[Exercise prompt]
Copy out all of the entries below without any change.

[Data provided]
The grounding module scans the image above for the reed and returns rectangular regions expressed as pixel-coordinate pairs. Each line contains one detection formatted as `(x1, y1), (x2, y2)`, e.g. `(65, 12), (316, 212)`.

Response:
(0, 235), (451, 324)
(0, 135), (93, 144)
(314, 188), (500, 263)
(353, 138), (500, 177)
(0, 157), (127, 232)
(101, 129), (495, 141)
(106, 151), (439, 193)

[Result for this exercise]
The grounding module scans the image above for the reed and returns rectangular regions expressed as pixel-coordinate pairs. Each line contains one detection formatted as `(x1, y1), (x2, y2)`, e.g. `(65, 12), (316, 212)`.

Response:
(0, 235), (451, 324)
(0, 135), (93, 144)
(314, 188), (500, 263)
(353, 138), (500, 177)
(0, 157), (127, 232)
(101, 129), (495, 141)
(106, 151), (439, 193)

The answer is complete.